Prompt: Copy, character for character, every line from the start of the entries through the line containing "Trace the outline of every instance of the vertical", and output only those lines.

>>>>>

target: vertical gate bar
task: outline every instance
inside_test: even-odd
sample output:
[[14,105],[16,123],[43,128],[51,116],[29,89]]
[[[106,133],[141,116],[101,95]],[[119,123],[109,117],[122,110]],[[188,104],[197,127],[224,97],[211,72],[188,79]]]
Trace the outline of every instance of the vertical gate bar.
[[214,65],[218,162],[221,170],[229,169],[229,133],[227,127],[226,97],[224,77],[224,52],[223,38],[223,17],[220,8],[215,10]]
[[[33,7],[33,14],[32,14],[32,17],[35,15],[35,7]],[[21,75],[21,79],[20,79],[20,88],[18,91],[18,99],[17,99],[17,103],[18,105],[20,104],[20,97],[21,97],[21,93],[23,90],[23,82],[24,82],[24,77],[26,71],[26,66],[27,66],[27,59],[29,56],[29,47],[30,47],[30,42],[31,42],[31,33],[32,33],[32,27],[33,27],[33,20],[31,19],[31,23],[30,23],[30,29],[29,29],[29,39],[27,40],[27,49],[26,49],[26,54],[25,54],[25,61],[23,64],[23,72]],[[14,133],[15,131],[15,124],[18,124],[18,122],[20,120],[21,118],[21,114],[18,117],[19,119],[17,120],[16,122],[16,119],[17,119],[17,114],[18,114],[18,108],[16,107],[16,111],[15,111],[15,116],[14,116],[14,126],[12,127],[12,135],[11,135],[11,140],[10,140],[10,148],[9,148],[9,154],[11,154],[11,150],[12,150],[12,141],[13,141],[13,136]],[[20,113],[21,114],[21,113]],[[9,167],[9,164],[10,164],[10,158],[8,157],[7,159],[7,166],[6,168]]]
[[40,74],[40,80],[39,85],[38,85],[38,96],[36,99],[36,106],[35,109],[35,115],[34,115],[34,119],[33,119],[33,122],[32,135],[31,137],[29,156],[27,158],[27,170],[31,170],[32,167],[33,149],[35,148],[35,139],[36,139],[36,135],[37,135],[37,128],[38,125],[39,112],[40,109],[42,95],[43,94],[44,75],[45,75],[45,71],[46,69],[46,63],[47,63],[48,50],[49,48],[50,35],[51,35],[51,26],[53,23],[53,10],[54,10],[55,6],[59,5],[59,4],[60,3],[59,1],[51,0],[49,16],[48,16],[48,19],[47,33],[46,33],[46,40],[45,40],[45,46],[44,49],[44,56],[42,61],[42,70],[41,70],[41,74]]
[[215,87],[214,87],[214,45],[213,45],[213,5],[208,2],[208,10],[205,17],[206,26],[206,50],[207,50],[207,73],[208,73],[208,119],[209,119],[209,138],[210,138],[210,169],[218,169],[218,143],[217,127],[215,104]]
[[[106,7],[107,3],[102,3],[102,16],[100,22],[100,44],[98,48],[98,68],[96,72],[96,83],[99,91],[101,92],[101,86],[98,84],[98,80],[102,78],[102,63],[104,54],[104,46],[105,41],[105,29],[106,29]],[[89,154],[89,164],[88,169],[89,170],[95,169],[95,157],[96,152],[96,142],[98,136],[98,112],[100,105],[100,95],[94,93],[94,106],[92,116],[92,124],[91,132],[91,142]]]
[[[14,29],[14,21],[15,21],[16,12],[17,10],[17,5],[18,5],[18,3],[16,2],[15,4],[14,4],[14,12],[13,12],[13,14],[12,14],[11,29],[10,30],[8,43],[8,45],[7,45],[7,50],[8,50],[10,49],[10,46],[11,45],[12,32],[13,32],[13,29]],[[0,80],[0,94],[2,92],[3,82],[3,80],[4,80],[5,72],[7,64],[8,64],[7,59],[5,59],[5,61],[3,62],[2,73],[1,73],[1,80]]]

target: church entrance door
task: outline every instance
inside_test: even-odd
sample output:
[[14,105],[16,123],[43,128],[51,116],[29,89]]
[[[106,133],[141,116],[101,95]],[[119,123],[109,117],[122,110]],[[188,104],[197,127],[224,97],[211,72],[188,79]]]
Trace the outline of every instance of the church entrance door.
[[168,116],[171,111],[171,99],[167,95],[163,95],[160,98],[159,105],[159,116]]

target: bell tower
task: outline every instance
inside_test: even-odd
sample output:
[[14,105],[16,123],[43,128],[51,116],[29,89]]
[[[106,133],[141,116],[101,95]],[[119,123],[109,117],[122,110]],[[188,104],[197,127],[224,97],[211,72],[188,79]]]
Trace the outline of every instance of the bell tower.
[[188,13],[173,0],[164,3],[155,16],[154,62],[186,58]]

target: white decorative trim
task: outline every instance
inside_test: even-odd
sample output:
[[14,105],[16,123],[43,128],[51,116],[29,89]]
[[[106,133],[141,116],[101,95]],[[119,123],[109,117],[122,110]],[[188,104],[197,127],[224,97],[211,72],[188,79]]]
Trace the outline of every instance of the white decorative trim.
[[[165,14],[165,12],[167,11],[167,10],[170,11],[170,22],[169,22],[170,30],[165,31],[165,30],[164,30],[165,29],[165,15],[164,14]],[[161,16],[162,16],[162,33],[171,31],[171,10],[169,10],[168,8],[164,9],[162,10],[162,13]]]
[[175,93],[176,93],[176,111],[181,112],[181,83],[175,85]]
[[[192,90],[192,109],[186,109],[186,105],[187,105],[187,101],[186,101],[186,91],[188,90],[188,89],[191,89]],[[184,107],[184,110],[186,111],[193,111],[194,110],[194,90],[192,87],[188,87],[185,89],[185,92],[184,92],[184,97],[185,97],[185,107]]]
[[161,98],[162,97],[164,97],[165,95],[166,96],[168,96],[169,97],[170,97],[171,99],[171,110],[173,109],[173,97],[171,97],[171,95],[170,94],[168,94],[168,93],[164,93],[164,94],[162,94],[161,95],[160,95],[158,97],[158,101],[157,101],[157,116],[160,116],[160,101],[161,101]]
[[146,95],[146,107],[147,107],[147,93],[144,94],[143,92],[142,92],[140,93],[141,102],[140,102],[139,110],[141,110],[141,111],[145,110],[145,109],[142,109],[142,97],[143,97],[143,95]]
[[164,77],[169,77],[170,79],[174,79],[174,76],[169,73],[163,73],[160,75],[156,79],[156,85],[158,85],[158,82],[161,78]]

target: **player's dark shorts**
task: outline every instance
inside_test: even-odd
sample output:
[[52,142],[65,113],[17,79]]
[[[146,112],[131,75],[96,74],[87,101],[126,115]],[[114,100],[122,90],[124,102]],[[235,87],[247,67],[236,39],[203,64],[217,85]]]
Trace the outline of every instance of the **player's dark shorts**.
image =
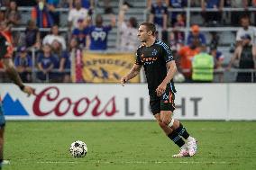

<<<<<

Task result:
target: vertical gate bar
task: outline every instance
inside_test: even-odd
sample output:
[[14,105],[16,123],[43,128],[51,116],[29,89]]
[[[106,133],[141,116],[101,95]],[[119,123],[109,117],[122,110]],[[188,104],[197,127],[224,97],[211,72],[188,79]]]
Trace the outline of every instance of the vertical gate bar.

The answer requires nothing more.